=== Directions ===
Collect every line in the material below that contains the word "window". Treat uppercase and lowercase as different.

□ □ □

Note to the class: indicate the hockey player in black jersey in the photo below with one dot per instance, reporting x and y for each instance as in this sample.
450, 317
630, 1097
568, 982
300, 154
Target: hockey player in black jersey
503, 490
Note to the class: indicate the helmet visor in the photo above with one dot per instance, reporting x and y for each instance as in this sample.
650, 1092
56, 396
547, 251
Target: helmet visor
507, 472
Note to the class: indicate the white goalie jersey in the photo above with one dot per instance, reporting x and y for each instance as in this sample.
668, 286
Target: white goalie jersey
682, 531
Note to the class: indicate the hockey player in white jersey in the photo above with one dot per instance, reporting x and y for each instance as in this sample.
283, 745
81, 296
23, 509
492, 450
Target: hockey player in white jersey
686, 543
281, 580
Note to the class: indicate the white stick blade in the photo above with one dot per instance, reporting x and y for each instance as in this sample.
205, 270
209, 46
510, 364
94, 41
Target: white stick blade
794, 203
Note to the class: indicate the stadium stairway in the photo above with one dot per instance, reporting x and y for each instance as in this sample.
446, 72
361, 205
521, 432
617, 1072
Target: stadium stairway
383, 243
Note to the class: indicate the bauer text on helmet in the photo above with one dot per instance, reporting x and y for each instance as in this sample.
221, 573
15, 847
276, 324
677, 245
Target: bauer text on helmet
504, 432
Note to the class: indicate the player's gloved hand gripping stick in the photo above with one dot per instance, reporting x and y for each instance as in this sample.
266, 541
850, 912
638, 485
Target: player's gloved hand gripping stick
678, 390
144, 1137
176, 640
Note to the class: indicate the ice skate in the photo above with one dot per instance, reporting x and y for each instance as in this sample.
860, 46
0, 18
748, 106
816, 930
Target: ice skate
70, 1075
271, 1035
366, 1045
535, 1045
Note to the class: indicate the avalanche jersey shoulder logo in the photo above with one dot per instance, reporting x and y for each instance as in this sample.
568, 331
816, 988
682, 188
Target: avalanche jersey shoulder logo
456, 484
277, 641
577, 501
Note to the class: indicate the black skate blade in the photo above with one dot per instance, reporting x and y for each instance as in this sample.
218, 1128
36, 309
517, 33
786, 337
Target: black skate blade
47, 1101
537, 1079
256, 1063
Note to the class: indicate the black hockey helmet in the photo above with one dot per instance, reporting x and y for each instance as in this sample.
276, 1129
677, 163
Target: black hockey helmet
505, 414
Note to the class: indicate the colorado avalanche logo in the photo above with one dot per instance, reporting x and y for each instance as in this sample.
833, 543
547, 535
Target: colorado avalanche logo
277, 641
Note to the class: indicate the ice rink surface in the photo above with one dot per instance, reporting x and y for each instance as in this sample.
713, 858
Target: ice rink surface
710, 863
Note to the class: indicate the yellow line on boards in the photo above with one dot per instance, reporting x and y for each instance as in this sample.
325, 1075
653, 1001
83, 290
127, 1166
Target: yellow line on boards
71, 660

□ □ □

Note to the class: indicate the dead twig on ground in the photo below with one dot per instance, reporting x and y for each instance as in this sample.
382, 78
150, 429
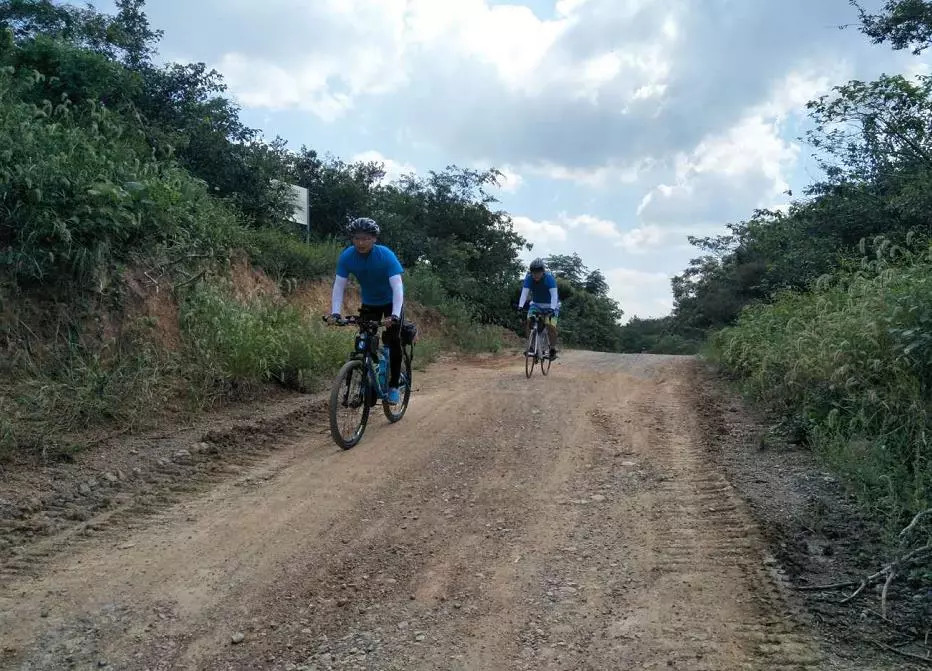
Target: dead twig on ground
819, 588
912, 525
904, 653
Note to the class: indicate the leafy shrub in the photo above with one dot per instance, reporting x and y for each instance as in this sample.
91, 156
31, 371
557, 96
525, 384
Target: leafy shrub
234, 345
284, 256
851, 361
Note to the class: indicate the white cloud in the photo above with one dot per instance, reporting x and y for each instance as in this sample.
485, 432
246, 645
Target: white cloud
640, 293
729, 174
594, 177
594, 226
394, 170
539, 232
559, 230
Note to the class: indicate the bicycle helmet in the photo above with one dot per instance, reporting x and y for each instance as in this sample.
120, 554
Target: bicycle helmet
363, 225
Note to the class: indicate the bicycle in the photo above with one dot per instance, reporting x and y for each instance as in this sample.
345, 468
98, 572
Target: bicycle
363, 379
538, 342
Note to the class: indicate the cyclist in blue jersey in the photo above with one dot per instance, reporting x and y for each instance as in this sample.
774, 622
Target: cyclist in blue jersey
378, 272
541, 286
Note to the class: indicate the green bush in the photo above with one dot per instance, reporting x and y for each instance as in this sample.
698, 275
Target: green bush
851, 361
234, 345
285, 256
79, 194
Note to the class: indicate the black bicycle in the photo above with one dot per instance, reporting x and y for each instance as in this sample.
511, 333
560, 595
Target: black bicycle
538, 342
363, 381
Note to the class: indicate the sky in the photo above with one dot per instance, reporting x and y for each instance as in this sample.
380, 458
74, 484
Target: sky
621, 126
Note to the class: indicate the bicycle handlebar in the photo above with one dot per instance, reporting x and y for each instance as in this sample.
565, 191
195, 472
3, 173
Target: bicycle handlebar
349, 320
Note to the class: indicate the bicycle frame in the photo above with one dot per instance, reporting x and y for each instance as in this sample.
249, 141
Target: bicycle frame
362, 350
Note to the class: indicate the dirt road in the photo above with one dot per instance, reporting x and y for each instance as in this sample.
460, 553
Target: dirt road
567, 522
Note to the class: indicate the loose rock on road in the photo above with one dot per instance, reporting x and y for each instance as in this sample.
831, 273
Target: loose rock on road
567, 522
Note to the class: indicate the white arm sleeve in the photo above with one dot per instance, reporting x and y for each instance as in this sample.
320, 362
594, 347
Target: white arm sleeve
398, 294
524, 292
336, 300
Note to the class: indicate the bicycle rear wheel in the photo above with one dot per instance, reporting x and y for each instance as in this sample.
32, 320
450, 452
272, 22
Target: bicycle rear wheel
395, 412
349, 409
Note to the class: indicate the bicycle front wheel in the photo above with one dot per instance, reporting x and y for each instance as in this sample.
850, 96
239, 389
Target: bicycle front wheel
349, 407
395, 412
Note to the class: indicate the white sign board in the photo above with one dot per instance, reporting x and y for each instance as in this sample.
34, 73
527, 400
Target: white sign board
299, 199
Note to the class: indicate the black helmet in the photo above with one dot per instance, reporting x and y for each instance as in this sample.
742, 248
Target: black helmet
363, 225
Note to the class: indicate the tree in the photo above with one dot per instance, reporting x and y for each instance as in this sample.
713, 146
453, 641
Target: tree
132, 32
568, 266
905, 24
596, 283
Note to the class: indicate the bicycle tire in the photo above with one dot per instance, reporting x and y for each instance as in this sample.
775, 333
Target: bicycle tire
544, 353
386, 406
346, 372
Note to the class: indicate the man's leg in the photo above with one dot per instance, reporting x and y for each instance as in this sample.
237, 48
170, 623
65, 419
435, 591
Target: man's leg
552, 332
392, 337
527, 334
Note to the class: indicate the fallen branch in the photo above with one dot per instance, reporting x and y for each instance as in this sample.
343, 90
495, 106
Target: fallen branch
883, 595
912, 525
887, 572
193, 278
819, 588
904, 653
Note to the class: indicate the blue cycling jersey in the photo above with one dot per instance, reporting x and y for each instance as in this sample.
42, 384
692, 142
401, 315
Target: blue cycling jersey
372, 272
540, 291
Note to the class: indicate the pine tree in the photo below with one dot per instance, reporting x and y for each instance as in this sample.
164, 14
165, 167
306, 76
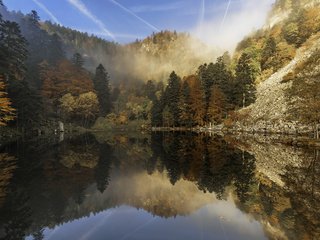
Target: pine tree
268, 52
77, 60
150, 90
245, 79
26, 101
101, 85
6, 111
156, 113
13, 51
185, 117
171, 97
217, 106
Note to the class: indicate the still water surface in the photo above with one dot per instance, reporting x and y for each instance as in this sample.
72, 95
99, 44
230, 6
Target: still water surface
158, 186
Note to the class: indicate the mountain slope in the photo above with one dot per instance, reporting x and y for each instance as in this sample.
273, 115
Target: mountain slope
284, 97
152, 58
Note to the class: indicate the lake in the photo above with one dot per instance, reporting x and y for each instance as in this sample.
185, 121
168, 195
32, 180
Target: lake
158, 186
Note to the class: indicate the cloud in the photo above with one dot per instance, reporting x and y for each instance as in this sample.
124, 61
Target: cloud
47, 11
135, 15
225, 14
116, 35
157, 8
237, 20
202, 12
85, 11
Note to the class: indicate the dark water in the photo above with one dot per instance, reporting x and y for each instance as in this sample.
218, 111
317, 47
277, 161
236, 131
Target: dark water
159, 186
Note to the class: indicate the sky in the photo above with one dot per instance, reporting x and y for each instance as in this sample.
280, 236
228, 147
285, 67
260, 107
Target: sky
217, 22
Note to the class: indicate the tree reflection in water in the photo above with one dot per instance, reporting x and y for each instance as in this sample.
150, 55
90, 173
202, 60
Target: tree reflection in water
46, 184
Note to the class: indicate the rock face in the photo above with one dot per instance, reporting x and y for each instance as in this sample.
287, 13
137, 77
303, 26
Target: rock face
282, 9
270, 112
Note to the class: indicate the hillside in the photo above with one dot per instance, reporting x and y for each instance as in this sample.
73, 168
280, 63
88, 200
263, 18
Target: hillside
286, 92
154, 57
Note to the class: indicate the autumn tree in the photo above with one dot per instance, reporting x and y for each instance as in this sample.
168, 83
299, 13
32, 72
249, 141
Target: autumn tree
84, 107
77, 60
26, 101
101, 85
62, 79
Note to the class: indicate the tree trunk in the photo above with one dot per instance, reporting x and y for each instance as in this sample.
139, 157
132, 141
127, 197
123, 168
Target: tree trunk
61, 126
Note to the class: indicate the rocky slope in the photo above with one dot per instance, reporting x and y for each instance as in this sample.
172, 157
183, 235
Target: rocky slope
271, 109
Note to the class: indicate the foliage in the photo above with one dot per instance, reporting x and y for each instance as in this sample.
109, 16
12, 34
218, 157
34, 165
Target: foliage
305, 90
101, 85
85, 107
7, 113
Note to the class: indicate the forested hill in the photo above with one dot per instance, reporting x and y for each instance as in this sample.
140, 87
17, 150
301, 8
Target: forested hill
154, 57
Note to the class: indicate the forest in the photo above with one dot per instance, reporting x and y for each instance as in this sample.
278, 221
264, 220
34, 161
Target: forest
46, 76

□ □ □

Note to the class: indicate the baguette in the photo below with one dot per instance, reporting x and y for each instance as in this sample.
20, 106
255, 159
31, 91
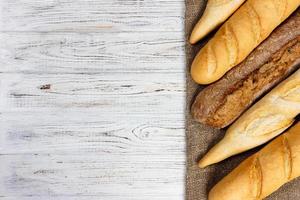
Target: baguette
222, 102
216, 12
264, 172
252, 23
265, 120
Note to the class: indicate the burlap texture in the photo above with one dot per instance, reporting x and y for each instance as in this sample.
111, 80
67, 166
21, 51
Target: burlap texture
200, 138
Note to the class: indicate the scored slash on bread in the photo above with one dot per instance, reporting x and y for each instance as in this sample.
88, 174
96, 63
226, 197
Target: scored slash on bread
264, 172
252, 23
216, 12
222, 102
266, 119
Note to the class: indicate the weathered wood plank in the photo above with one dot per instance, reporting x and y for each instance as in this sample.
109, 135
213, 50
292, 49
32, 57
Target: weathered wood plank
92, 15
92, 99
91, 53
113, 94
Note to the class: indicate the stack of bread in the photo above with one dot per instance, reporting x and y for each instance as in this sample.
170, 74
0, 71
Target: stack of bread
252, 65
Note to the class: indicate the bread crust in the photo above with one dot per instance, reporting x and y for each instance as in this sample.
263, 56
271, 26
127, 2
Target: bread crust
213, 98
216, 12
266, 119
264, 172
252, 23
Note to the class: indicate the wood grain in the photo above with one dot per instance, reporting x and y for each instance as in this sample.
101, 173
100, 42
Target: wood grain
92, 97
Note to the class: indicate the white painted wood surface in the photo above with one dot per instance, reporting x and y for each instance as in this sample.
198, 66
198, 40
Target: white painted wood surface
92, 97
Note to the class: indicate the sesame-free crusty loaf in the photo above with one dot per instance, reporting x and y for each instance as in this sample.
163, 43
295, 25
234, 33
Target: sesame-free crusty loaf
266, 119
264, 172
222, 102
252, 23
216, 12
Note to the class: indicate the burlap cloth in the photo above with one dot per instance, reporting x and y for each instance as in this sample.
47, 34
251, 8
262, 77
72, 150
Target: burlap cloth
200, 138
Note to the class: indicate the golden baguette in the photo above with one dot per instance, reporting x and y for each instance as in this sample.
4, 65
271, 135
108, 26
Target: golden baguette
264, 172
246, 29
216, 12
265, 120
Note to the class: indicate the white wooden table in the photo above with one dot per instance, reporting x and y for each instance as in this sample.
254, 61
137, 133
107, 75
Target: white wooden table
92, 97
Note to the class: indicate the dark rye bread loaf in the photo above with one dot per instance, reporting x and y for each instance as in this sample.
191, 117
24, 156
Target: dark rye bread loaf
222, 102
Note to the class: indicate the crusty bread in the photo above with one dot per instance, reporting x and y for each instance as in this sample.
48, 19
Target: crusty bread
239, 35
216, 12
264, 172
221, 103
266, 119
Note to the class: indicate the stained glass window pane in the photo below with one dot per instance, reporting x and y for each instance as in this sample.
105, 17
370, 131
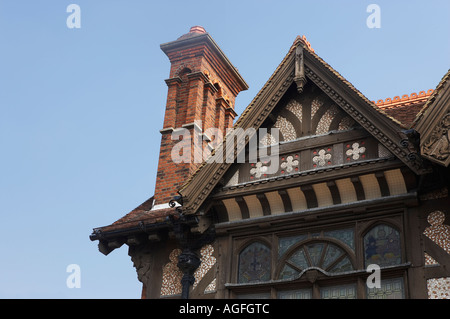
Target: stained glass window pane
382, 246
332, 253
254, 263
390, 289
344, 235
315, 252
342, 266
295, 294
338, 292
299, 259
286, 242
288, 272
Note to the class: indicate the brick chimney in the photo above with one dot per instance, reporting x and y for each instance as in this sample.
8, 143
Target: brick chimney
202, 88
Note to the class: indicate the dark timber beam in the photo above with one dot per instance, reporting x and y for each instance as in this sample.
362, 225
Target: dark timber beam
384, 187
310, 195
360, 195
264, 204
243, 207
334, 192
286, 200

□ □ □

=== Task answer ===
Note to the class: indicate the stained glass window pane in the photo below with one dot per instance, reporting x and y for each instance as in this sample.
Target: stained glass window pane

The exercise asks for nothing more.